*** DATA TO EXAMINE Section Begins ***
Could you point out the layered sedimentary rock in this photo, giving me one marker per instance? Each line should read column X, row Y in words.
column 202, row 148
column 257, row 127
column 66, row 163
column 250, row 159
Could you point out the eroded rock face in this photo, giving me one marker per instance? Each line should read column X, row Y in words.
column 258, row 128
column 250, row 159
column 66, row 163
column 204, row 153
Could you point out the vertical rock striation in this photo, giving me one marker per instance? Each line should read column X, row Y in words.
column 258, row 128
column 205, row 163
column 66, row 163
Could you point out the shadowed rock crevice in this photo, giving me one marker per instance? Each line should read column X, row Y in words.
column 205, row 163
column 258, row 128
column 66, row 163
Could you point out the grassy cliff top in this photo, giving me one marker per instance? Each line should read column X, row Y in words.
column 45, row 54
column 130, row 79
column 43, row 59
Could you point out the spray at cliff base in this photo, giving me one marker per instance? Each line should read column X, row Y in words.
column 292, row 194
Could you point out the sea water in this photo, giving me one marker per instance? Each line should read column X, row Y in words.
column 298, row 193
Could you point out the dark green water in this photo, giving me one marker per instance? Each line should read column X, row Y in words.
*** DATA TO EXAMINE Section Ends ***
- _ABOUT THIS TASK_
Retype every entry above, word for word.

- _ANSWER FOR THE TASK_
Could you point out the layered sedimentary rock in this photo, giving me one marker per instance? Each line should read column X, row Y in words.
column 202, row 148
column 257, row 127
column 66, row 163
column 250, row 159
Could you point out the eroded rock face in this photo, giving me one marker per instance? Each line should read column X, row Y in words.
column 258, row 128
column 250, row 159
column 66, row 163
column 204, row 153
Could you point out the vertical rock striation in this photo, giving me one marker per instance? Each line should read column X, row Y in words.
column 258, row 128
column 205, row 163
column 66, row 163
Could you point out the shadowed rock crevice in this photo, giving me one marker per instance? Each line should read column X, row Y in words.
column 205, row 163
column 258, row 128
column 66, row 163
Could you point out the grassy cliff top in this photo, giving me one marker per instance? Each line should read column X, row Y in words.
column 45, row 54
column 130, row 79
column 43, row 59
Could you point out the spray at cliff base in this photo, giving me one marker per instance? Each line should read column X, row Y in words.
column 292, row 194
Could you point out the sea water in this photo, giving me one marker per instance? Each line should read column X, row Y in words.
column 298, row 193
Could you point out the dark green water in this photo, giving me one marker per instance? Each line should read column X, row Y in words.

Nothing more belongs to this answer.